[Stored records]
┏━━
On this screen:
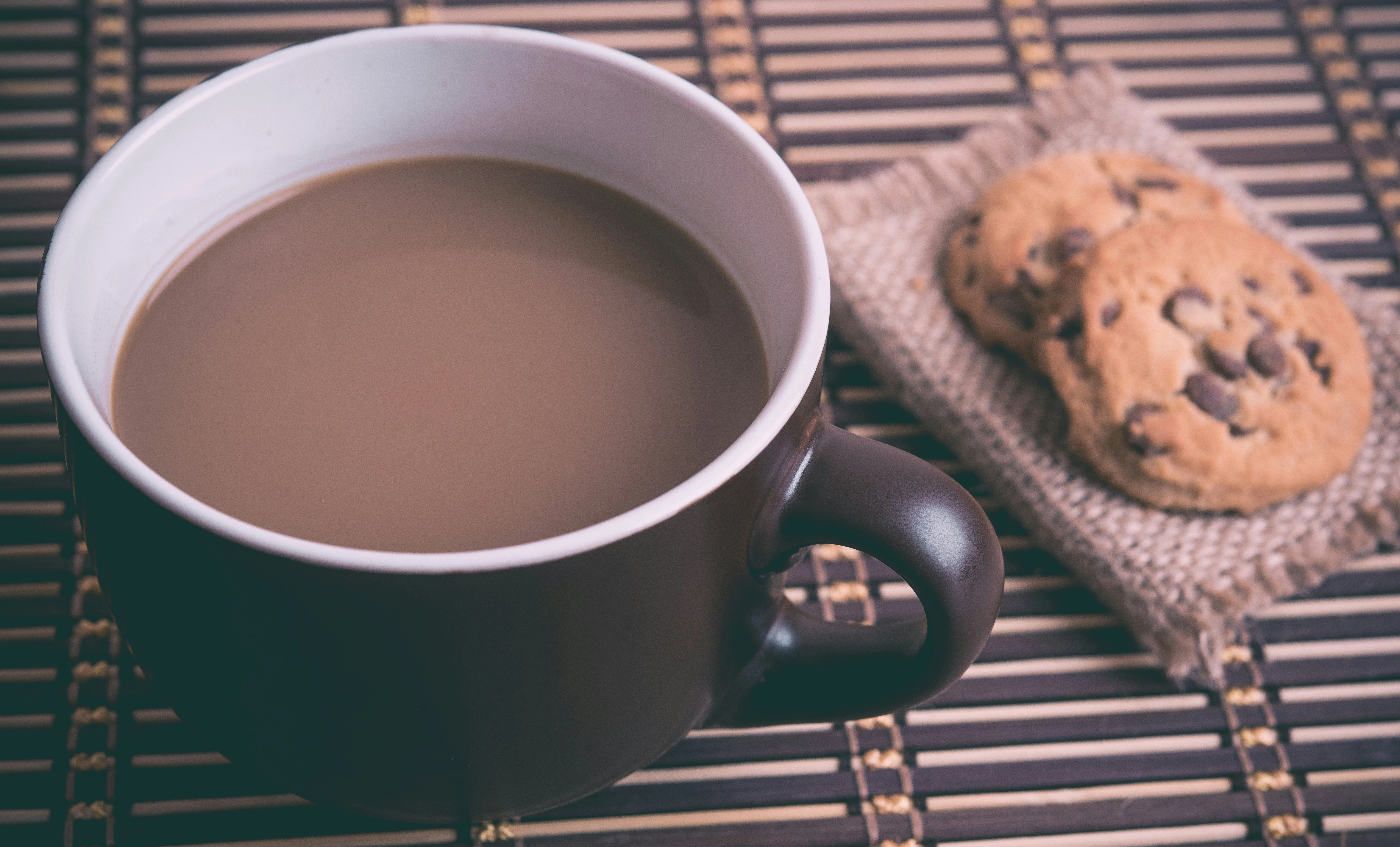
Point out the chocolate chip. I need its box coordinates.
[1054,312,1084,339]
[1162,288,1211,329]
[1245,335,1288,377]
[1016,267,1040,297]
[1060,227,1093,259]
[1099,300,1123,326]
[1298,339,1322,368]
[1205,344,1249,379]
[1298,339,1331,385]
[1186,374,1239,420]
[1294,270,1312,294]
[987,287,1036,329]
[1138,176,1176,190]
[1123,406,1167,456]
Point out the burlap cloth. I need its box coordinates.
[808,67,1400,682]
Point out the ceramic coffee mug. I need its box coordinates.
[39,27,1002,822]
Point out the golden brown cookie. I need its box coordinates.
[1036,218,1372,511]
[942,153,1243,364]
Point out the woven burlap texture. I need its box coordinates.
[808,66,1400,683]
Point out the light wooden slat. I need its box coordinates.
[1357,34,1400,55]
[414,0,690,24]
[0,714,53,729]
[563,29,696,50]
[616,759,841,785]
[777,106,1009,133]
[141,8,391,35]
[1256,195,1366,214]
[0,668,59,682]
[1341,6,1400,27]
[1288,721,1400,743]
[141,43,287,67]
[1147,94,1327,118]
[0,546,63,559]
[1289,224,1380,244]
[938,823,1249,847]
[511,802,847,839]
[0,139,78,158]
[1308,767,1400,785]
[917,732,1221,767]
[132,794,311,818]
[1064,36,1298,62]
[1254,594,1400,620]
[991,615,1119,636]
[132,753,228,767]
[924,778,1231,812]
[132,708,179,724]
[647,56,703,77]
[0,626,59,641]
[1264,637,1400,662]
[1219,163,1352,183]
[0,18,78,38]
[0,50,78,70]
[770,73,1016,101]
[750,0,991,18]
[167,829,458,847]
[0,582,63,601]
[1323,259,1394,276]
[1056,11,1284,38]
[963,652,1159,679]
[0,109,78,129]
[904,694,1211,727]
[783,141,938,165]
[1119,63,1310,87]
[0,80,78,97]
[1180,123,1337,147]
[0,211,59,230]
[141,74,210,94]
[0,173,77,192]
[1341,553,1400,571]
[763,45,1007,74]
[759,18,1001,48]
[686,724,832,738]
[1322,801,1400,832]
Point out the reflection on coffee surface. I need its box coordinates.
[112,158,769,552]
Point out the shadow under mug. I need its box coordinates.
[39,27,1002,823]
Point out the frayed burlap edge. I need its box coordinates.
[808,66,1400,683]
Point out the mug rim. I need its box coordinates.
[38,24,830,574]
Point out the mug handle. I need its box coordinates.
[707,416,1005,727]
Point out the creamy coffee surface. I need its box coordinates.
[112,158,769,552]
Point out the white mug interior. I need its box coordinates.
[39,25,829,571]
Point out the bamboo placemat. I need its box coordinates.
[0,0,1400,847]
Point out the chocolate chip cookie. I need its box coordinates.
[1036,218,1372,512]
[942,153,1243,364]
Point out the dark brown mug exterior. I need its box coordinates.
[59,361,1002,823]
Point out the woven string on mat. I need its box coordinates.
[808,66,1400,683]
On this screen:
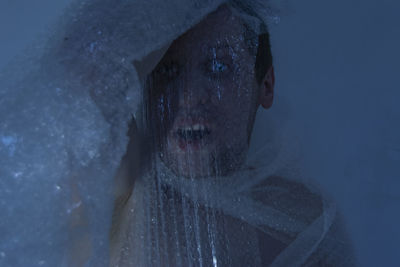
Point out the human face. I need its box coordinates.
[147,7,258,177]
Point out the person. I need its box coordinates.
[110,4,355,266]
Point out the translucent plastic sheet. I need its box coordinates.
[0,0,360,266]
┗━━
┏━━
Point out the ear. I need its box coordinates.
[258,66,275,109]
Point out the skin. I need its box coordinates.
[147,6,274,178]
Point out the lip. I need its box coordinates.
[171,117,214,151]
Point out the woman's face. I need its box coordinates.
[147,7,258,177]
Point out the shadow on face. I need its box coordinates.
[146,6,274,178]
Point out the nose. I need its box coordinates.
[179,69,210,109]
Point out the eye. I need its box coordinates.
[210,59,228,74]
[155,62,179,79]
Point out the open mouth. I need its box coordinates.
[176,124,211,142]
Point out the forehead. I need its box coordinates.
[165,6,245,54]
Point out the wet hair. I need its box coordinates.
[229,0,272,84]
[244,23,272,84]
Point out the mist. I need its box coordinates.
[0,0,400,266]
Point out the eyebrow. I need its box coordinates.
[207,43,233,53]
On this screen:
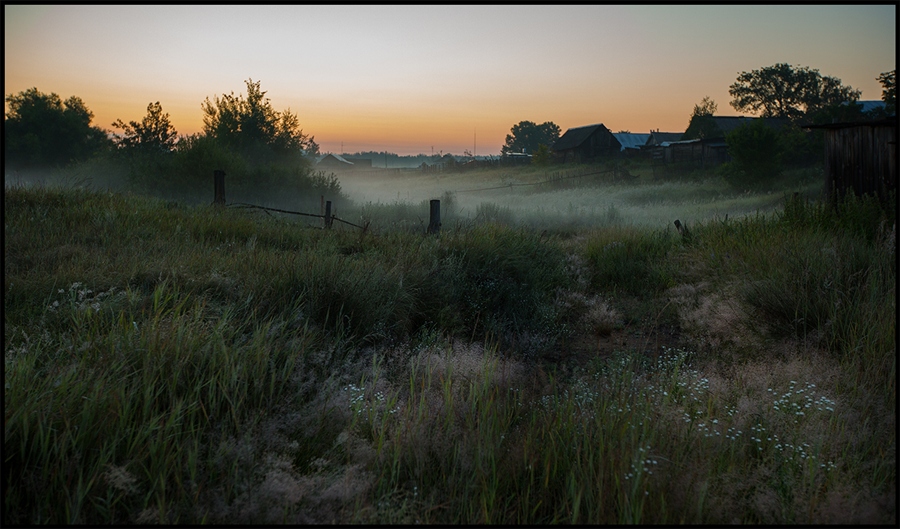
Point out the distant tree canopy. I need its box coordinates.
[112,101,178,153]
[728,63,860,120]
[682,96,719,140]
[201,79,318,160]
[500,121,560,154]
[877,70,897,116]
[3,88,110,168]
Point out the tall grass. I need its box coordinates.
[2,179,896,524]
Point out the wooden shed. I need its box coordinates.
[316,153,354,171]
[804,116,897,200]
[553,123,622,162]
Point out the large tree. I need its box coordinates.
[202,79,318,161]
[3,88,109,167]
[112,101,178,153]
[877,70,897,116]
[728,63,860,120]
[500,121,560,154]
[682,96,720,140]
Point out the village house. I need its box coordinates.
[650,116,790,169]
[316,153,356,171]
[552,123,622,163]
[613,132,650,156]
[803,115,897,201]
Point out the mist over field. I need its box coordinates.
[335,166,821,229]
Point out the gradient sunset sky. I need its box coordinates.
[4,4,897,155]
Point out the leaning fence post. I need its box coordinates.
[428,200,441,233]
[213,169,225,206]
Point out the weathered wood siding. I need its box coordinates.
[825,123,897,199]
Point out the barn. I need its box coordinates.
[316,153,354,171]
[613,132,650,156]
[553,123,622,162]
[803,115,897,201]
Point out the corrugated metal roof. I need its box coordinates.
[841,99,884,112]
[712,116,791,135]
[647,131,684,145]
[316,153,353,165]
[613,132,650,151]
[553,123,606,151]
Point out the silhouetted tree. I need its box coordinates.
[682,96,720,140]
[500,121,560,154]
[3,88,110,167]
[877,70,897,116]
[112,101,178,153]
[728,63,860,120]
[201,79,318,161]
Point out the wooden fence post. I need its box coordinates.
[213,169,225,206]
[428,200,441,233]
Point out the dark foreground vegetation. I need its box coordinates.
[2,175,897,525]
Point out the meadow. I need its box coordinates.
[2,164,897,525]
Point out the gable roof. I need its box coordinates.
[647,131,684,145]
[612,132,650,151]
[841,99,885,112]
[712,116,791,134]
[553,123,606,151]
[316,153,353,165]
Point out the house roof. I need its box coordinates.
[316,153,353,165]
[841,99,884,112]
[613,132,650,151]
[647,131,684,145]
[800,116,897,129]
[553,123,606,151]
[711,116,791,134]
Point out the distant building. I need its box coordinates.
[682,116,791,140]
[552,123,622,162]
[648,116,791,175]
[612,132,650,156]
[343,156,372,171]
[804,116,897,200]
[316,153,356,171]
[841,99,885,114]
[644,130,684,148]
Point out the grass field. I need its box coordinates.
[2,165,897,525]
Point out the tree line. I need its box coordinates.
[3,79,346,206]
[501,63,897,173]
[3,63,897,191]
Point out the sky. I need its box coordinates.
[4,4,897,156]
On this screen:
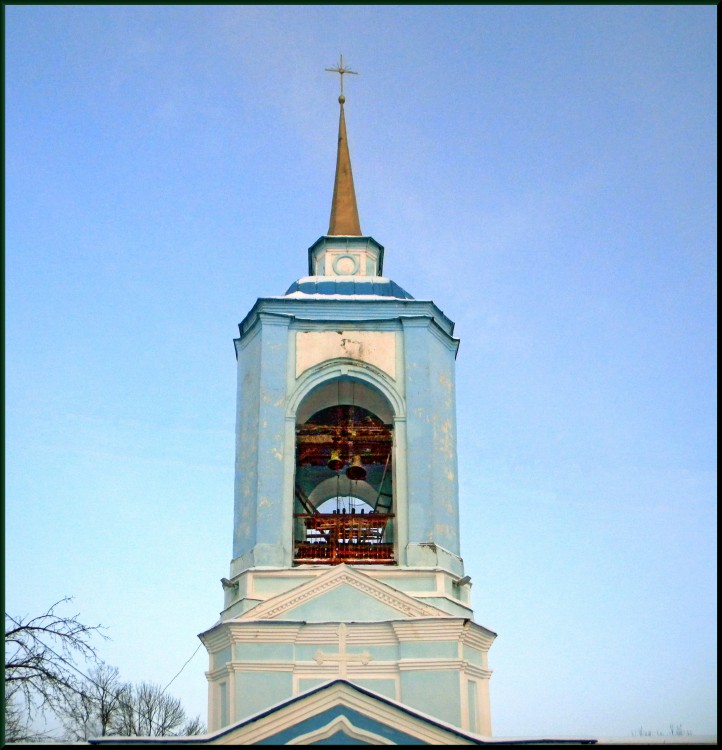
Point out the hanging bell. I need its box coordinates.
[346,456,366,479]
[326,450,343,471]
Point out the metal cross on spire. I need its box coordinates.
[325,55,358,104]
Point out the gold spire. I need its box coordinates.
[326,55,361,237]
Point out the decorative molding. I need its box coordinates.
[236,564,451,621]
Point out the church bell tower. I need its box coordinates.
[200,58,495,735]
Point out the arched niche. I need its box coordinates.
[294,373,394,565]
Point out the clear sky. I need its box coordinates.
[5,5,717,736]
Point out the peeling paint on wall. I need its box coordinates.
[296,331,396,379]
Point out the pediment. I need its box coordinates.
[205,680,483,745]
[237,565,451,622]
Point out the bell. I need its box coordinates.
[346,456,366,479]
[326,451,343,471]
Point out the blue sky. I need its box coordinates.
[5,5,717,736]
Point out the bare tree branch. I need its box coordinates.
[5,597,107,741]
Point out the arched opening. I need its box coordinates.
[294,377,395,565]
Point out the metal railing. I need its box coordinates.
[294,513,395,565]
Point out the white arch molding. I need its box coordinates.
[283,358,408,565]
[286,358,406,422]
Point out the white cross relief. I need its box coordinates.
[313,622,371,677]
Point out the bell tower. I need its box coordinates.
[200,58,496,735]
┗━━
Work to complete
Find every line above that contains the word "grass" and copy each one.

Problem solution
Point out the tall grass. I need its box coordinates.
Point out the grass field. I need its box coordinates.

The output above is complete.